**Seçilen metin**
‘Tillerson'ın demokratik ideallere ihaneti' başlıklı yazıda, ‘Türkiye'nin giderek daha baskıcı hale geldiği' görüşüne yer verildi.
Gazete Duvar'ın aktardığına göre 'Adalet Mitingi'nin düzenlendiği sırada Ankara'da bulunan Amerikalı bakanın hükümeti eleştirmemesi ‘demokratik Amerikan ideallerine ihanet' olarak tanımlandı.
‘TASFİYEYE KARŞI DURANLARI DA SELAMLAMALIYDI'
Makalenin tam metni şöyle:
"ABD Dışişleri Bakanı Rex Tillerson pazar günü, geçen temmuzdaki başarısız darbe girişimi sırasında ‘darbecilere karşı durup demokrasilerini savunan cesur Türk kadın ve erkekleri'ni övdü. Bu sözlerinde haklıydı. Fakat ne yazık ki bunun ardından, Cumhurbaşkanı Tayyip Erdoğan'ın başarısız darbeden bu yana muhaliflerine ve bağımsız medyaya yönelik gaddarca tasfiyesine karşı koyan cesur erkek ve kadınları selamlamadı.
Tillerson geçen yılın rahatsız edici gelişmelerini gözardı ederken, bölgesel güvenlik konusunda hayati önem taşıyan bir görüşme öncesinde Türkiye cumhurbaşkanına yaranmayı umut etmiş olabilir. Türkiye tezat içeren bir biçimde, giderek baskıcı hale gelen bir ülke ama aynı zamanda bir NATO müttefiki; seküler liberalizme giderek düşmanca yaklaşan İslami çoğunluklu bir ülke ama aynı zamanda da ABD'nin Suriye'deki girişimlerinde bir ortak. Diğer bir deyişle, işler karmaşık.
Fakat karmaşıklıklar, ABD'nin kendi ideallerini bir kenara atmasını gerekli veya yararlı kılmaz. Erdoğan'ın rejimi istikrarlı bir biçimde daha az hoşgörülü hale geliyor. Nisan ayında ülkeyi kutuplaştıran ve kendisine geniş kapsamlı otokratik yetkiler veren bir referandumu tasarladı. Türkiyeli yetkililer, yaklaşık 150 bin memuru görevden aldı ve aralarında gazetecilerin, sivil toplum aktivistlerinin ve yargıçların da bulunduğu 110 binden fazla kişiyi gözaltına aldı. Daha geçen hafta, Uluslararası Af Örgütü Türkiye şubesinin direktörü ve dokuz başka kişi, insan hakları savunucuları için bir eğitim sırasında gözaltına alındı. Bu, uzun bir keyfi gözaltılar listesindeki son gelişmeydi. Erdoğan'ın güvenlik görevlileri kendilerinde, Washington'ın göbeğinde bile protestocuları dövme hakkını gördü.

Nokta işaretleme veri kümesi kayıtları
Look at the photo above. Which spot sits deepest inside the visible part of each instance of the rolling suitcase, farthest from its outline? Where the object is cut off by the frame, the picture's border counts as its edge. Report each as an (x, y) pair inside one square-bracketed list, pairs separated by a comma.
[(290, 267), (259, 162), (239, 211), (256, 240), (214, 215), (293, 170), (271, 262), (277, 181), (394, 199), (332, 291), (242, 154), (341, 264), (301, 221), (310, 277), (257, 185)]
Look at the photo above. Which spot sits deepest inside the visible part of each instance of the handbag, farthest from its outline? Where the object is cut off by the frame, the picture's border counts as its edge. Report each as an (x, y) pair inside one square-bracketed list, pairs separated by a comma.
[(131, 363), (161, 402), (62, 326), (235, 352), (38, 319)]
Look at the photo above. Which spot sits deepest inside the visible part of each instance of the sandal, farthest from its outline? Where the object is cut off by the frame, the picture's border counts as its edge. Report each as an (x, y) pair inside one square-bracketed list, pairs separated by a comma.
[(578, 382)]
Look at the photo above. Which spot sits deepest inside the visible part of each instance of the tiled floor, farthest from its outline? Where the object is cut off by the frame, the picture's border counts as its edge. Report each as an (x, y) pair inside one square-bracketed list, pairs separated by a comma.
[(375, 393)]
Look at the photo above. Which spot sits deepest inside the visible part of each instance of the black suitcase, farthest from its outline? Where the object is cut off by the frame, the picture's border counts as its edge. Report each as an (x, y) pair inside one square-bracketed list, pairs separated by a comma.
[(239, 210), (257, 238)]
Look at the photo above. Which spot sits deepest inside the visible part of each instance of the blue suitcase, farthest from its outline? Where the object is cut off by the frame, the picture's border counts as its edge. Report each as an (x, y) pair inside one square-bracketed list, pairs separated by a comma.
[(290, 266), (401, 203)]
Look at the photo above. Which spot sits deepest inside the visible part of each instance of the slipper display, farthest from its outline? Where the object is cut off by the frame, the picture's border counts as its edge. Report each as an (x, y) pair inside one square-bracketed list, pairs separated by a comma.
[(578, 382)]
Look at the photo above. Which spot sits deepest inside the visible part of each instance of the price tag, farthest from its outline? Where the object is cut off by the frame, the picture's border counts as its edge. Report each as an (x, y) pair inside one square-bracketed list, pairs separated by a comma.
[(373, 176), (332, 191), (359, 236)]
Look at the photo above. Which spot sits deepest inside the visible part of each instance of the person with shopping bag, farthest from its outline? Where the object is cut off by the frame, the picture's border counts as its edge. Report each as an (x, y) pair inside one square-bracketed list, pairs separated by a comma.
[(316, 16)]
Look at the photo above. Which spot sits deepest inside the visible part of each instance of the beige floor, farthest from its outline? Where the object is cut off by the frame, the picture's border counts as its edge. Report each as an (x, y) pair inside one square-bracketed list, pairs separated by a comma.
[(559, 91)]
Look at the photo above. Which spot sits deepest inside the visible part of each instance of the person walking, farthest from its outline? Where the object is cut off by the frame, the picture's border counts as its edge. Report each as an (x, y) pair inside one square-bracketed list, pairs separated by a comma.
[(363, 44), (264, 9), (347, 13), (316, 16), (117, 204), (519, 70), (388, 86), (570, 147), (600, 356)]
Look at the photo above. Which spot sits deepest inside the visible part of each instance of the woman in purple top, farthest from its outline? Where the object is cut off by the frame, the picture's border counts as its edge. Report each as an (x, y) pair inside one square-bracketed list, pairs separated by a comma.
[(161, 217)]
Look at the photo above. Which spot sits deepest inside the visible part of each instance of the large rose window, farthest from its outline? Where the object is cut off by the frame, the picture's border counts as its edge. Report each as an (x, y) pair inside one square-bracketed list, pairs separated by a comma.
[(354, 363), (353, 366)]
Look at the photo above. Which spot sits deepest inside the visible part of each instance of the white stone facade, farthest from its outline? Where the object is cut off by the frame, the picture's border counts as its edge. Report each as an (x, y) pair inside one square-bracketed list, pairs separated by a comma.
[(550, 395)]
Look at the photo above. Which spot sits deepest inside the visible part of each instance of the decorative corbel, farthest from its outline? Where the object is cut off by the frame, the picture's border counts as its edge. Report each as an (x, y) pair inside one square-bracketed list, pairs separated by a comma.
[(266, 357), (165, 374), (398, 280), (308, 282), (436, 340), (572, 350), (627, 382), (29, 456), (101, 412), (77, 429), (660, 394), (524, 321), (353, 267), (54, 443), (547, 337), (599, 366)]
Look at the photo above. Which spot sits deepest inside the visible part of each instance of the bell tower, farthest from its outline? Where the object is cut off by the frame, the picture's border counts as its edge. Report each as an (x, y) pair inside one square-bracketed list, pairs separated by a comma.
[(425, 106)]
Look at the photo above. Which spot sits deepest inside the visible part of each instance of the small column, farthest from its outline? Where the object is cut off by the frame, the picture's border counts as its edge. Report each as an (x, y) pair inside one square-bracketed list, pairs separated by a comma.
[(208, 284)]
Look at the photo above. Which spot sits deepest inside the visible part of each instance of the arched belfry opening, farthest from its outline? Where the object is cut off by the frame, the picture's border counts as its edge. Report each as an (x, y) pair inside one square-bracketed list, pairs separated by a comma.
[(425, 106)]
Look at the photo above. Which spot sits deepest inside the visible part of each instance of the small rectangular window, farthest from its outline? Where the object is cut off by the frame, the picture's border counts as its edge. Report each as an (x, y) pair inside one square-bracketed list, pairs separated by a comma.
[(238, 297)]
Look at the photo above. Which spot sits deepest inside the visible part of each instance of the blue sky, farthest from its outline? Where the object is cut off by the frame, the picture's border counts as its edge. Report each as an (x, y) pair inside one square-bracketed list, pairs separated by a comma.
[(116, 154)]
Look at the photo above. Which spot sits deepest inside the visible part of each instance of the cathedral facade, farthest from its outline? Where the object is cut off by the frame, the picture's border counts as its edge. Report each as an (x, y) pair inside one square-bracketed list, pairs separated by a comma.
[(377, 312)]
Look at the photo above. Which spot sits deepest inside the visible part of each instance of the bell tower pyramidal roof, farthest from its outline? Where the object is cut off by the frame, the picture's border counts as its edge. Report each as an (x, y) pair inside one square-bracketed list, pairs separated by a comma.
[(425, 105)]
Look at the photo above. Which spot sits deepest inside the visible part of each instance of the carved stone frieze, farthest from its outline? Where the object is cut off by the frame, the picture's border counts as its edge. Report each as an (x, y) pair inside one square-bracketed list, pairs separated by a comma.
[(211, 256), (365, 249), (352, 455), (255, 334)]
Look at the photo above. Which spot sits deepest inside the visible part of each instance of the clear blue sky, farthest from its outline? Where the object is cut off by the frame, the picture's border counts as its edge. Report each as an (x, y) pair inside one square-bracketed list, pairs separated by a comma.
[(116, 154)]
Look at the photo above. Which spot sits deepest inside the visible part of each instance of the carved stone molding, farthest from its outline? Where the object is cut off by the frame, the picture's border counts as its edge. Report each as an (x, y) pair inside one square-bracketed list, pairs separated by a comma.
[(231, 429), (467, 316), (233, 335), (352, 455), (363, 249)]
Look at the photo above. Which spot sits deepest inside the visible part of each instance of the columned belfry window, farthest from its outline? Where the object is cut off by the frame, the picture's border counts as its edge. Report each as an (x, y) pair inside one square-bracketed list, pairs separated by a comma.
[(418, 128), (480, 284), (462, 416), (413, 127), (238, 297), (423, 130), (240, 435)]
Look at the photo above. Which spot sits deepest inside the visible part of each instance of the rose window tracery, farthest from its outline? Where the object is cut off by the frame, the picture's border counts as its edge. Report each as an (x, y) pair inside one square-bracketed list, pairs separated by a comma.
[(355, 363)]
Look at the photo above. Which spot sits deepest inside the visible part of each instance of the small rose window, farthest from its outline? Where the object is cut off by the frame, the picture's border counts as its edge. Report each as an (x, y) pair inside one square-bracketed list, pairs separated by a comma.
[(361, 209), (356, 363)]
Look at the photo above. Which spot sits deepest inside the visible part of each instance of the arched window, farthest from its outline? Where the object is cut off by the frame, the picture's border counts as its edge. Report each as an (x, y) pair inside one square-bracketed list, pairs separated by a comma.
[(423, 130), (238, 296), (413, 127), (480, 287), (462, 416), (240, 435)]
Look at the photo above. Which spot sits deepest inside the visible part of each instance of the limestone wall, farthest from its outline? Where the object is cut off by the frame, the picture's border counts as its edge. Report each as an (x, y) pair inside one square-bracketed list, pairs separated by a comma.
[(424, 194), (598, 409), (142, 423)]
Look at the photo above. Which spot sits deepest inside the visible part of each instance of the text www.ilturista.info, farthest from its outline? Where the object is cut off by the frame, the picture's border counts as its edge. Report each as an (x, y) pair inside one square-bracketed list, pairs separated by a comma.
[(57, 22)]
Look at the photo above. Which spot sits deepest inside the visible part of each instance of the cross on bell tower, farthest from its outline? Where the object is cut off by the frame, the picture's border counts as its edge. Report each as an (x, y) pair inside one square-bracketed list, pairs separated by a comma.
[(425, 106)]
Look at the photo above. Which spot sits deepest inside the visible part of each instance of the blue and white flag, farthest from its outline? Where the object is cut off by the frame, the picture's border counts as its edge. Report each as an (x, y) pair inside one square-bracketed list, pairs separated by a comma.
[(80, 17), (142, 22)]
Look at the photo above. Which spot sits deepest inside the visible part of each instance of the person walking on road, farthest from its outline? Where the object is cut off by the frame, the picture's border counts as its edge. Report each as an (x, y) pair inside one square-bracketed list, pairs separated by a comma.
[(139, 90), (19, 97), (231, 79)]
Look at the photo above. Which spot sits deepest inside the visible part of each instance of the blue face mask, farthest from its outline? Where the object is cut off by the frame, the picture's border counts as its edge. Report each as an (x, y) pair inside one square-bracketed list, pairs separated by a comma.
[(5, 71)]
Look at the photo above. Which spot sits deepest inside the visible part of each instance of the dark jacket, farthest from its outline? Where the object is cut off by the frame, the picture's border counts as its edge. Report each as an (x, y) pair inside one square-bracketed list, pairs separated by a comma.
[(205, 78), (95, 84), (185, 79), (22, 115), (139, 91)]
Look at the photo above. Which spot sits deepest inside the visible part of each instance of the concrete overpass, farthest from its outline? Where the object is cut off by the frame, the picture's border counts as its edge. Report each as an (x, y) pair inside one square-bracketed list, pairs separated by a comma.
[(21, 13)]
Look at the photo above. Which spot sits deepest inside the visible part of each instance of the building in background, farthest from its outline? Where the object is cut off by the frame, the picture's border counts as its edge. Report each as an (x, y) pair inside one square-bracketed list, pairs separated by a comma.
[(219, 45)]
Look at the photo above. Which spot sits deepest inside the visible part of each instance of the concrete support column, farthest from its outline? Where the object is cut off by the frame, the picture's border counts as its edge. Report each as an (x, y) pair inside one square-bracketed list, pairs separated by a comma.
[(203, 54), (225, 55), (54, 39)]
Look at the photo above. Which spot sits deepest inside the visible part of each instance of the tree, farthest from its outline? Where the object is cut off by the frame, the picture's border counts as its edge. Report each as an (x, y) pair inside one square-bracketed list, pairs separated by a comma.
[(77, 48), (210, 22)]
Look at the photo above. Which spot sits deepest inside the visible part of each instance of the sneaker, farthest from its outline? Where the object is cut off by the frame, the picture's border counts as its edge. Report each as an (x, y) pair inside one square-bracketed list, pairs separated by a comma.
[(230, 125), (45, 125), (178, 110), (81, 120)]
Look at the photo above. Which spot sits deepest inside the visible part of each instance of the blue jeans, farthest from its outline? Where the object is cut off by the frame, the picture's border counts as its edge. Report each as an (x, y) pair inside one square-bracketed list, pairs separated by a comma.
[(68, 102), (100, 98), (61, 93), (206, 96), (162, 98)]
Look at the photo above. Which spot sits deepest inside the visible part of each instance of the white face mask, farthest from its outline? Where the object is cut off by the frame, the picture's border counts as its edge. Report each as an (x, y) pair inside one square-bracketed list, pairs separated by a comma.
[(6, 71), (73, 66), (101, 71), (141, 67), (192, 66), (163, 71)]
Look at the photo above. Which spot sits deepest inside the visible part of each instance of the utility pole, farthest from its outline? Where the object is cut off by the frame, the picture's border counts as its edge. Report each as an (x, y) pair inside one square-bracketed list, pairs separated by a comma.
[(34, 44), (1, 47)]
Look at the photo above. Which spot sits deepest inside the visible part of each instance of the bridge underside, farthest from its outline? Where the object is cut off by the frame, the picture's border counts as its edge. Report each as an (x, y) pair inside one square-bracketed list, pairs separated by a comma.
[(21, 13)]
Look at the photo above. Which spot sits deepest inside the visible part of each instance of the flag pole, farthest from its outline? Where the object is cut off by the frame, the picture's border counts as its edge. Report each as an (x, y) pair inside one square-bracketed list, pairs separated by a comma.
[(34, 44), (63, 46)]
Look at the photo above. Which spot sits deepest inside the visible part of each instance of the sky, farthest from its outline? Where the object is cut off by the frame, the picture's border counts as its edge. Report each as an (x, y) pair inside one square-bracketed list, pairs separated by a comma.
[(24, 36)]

**Görev**
Lütfen Tillerson hakkındaki metinde "Fakat karmaşıklıklar, ABD'nin" ifadesinden "dövme hakkını gördü." ifadesine kadar olan bölümü birebir aktarın. Yalnızca Tillerson hakkındaki metne dayanın.

**Görev sonucu**
Fakat karmaşıklıklar, ABD'nin kendi ideallerini bir kenara atmasını gerekli veya yararlı kılmaz. Erdoğan'ın rejimi istikrarlı bir biçimde daha az hoşgörülü hale geliyor. Nisan ayında ülkeyi kutuplaştıran ve kendisine geniş kapsamlı otokratik yetkiler veren bir referandumu tasarladı. Türkiyeli yetkililer, yaklaşık 150 bin memuru görevden aldı ve aralarında gazetecilerin, sivil toplum aktivistlerinin ve yargıçların da bulunduğu 110 binden fazla kişiyi gözaltına aldı. Daha geçen hafta, Uluslararası Af Örgütü Türkiye şubesinin direktörü ve dokuz başka kişi, insan hakları savunucuları için bir eğitim sırasında gözaltına alındı. Bu, uzun bir keyfi gözaltılar listesindeki son gelişmeydi. Erdoğan'ın güvenlik görevlileri kendilerinde, Washington'ın göbeğinde bile protestocuları dövme hakkını gördü.